++++ Records for the exercise

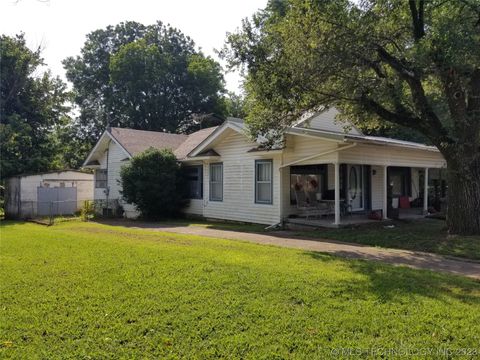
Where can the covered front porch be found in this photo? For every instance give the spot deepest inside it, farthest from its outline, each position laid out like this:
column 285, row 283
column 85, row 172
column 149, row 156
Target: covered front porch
column 342, row 194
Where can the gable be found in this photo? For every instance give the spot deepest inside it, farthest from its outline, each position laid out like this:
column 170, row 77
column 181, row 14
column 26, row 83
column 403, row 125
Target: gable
column 326, row 121
column 137, row 141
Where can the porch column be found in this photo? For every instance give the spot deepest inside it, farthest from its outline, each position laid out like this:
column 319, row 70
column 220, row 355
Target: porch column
column 425, row 192
column 385, row 190
column 337, row 194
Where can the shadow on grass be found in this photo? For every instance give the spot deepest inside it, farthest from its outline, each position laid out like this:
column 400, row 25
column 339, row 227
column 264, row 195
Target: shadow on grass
column 7, row 223
column 389, row 283
column 181, row 223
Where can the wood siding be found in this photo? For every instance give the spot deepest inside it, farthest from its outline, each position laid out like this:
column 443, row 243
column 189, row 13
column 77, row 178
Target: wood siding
column 238, row 183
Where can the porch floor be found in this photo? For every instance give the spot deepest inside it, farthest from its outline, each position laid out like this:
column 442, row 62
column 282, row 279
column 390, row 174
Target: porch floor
column 353, row 219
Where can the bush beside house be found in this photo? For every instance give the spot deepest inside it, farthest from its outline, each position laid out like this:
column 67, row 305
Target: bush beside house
column 153, row 182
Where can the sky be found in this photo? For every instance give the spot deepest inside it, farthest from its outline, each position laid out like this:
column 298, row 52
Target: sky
column 60, row 26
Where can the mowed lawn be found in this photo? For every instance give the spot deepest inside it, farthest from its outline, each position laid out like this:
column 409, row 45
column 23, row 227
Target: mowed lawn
column 428, row 235
column 85, row 290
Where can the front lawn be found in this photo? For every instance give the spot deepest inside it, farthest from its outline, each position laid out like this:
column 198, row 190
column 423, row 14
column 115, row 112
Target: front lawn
column 428, row 235
column 85, row 290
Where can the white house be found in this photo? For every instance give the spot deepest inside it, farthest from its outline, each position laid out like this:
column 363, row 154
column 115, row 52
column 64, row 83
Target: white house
column 48, row 193
column 323, row 165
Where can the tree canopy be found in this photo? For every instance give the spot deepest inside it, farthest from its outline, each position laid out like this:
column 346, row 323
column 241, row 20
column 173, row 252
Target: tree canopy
column 32, row 109
column 414, row 64
column 143, row 77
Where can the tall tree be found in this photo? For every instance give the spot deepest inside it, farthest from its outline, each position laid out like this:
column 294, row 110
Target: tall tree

++++++++

= About this task =
Every line above that holds the string "tall" should be copied into the answer.

= Answer below =
Where can the tall tree be found in this photo? For every instance give the spot deepest inside it, farthest from its outline, each position laid out like this:
Target: tall tree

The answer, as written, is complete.